* START Extracted records *

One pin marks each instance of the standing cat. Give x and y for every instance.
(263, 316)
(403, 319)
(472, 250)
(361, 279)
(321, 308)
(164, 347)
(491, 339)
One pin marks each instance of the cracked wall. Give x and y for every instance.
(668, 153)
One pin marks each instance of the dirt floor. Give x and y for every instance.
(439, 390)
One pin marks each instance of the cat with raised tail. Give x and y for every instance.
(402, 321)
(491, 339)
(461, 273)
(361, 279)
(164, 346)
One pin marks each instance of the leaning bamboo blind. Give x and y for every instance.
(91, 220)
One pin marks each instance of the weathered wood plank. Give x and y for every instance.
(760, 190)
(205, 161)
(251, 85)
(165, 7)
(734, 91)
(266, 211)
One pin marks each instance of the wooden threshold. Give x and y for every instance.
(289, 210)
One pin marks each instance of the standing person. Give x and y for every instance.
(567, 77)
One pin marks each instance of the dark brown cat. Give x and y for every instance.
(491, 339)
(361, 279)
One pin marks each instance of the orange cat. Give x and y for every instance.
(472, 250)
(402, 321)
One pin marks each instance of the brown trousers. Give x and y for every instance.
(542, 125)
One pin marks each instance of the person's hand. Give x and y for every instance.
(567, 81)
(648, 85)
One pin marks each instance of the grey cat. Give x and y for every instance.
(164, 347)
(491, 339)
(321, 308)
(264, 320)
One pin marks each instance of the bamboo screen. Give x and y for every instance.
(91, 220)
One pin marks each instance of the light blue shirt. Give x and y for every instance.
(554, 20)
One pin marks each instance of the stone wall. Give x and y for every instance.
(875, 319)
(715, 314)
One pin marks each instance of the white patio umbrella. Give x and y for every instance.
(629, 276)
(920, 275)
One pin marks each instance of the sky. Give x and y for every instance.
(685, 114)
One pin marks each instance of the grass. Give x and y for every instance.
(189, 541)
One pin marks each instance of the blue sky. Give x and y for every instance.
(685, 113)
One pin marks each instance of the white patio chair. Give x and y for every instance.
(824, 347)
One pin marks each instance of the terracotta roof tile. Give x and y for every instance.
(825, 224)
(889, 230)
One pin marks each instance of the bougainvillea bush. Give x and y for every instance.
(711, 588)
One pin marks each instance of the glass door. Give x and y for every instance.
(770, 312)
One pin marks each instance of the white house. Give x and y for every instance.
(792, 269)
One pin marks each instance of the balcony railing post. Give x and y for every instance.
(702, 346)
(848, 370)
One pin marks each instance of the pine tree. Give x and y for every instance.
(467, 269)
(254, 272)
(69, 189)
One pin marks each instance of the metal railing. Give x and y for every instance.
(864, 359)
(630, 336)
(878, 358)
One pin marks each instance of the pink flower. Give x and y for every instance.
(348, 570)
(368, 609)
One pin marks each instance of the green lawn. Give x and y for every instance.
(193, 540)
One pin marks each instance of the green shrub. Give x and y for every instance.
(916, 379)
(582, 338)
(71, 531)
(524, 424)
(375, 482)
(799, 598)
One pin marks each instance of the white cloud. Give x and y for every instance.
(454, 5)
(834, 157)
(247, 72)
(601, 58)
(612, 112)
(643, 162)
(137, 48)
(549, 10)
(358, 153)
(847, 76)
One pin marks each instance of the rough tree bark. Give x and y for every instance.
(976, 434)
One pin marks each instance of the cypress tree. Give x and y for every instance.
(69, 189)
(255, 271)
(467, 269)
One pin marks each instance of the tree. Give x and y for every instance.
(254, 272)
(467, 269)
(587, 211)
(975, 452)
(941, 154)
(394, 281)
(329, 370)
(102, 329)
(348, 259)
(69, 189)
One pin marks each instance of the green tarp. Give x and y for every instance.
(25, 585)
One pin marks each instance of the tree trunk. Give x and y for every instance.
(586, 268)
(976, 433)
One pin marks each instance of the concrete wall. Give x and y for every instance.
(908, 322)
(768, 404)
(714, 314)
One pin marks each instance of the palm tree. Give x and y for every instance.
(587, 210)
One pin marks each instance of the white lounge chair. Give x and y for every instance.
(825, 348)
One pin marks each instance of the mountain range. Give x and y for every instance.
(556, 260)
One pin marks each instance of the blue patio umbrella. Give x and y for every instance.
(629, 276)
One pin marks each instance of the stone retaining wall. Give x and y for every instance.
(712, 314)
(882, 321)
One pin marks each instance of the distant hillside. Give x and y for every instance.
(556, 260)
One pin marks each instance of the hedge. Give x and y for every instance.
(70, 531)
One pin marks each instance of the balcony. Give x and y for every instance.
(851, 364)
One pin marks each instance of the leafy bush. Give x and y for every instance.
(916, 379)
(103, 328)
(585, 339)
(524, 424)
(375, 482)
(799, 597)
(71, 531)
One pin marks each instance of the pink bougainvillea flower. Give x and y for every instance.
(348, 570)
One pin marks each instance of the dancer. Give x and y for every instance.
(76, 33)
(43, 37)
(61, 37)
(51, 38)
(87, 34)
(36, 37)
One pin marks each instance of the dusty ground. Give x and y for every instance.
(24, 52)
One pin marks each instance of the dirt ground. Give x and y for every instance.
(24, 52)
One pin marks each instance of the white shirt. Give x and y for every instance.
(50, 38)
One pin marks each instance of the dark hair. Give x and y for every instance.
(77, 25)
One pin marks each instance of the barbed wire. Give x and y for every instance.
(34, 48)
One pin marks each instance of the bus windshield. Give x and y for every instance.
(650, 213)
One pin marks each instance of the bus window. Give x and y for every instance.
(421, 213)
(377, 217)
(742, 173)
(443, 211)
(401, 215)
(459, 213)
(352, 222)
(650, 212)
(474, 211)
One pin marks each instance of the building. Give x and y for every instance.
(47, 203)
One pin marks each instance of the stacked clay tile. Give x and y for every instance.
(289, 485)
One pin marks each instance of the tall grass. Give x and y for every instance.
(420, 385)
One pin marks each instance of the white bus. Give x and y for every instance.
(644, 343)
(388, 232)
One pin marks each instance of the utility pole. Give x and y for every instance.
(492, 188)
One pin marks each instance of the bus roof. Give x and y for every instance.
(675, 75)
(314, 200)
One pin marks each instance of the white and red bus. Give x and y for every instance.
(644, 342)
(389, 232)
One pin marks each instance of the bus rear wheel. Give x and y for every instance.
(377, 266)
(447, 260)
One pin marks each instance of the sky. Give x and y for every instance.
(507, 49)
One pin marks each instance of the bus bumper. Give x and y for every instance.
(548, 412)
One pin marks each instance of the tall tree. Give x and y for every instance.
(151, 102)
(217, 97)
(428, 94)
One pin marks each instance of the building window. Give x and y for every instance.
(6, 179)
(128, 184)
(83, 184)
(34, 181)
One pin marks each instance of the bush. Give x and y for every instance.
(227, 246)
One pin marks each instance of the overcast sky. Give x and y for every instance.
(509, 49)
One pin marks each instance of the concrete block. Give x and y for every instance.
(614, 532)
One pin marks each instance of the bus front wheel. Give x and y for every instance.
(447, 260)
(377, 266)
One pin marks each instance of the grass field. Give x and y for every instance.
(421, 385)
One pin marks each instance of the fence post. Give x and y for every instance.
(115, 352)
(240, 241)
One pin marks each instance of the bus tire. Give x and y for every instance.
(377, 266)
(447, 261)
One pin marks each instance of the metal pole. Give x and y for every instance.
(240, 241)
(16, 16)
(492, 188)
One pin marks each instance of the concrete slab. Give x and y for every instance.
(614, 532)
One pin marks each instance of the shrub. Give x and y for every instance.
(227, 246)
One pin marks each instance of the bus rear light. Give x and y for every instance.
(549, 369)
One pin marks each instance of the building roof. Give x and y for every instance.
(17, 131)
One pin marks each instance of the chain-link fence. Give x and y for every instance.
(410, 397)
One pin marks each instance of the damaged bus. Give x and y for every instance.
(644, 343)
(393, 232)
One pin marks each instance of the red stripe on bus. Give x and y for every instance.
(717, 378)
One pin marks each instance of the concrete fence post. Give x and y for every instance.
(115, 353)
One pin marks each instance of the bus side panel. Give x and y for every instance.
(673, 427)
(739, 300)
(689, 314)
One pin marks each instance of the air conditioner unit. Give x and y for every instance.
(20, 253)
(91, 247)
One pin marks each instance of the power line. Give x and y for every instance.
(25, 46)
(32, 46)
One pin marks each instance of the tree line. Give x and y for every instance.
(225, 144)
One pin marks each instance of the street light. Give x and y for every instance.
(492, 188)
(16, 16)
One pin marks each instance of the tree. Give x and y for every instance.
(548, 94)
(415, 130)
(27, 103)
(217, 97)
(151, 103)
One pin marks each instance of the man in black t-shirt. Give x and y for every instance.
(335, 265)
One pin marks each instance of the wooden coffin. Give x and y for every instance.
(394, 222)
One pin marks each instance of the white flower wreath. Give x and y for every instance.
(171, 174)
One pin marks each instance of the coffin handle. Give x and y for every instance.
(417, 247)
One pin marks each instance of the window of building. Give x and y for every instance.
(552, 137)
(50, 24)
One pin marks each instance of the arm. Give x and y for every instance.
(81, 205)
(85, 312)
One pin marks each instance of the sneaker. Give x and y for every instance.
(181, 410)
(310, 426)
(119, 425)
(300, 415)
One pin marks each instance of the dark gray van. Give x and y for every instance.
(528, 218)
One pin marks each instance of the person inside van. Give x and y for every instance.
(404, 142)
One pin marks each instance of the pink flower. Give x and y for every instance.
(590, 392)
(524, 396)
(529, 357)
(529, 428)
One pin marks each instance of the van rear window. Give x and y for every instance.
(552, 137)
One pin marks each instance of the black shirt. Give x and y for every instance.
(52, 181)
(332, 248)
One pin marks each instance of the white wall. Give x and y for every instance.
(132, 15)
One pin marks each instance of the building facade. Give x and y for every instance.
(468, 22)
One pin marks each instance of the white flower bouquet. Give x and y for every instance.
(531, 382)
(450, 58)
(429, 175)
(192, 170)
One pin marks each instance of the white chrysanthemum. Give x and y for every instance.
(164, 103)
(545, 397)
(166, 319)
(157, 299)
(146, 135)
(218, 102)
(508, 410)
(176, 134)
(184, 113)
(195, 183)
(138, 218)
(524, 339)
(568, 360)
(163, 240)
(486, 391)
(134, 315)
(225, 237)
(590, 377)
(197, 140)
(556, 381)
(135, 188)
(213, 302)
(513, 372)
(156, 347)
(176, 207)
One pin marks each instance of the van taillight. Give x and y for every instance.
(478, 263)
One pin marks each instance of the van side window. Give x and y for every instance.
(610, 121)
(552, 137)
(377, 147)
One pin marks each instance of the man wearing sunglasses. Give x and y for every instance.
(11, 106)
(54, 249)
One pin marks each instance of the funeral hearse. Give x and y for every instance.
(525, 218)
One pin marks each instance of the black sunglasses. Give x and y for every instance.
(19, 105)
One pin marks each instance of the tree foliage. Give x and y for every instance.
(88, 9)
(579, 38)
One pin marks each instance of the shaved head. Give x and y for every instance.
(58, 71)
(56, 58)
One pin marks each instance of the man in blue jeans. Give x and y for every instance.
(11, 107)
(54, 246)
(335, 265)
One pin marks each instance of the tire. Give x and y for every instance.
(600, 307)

* END Extracted records *

■ Objective ■
Would you quote, exactly and only, the lines from the one containing "One pin marks each instance of the van rear" to the end of the entries?

■ Reply ■
One pin marks each instance of the van rear window. Give x and y for every instance.
(552, 137)
One pin marks each instance of the black shirt. Give x and y for every instance.
(52, 181)
(332, 248)
One pin marks each instance of the white wall. Give x and y for every instance.
(132, 15)
One pin marks each instance of the building facade. Give x and y for every instance.
(468, 22)
One pin marks each instance of the white flower bouquet. Give x and y for every instance.
(531, 382)
(450, 58)
(429, 175)
(192, 170)
One pin marks each instance of the white chrysanthemum. Give x and y for every instance.
(164, 103)
(545, 397)
(166, 319)
(157, 299)
(146, 135)
(218, 102)
(508, 410)
(176, 134)
(184, 113)
(195, 183)
(138, 218)
(524, 339)
(568, 360)
(163, 240)
(486, 391)
(134, 315)
(225, 237)
(590, 377)
(197, 140)
(556, 381)
(135, 188)
(213, 302)
(513, 372)
(156, 347)
(176, 207)
One pin marks each instance of the van taillight. Give x and y for every instance.
(478, 263)
One pin marks each instance of the van side window. Give x and y for every instance.
(610, 121)
(552, 137)
(377, 147)
One pin marks each instance of the man wearing sunglasses. Give x and y for every instance.
(11, 106)
(54, 249)
One pin marks each instance of the funeral hearse. Give x and y for every instance.
(525, 218)
One pin marks each instance of the black sunglasses. Give x and y for every instance.
(19, 105)
One pin marks each instance of the tree foliage. Give x and y for every instance.
(88, 9)
(579, 38)
One pin marks each instance of the shaved head. Give x and y for every instance.
(58, 71)
(56, 58)
One pin marks each instance of the man in blue jeans. Give x and y for every instance.
(11, 107)
(54, 246)
(335, 265)
One pin marks each instance of the tire. Give x and y for every instance.
(600, 307)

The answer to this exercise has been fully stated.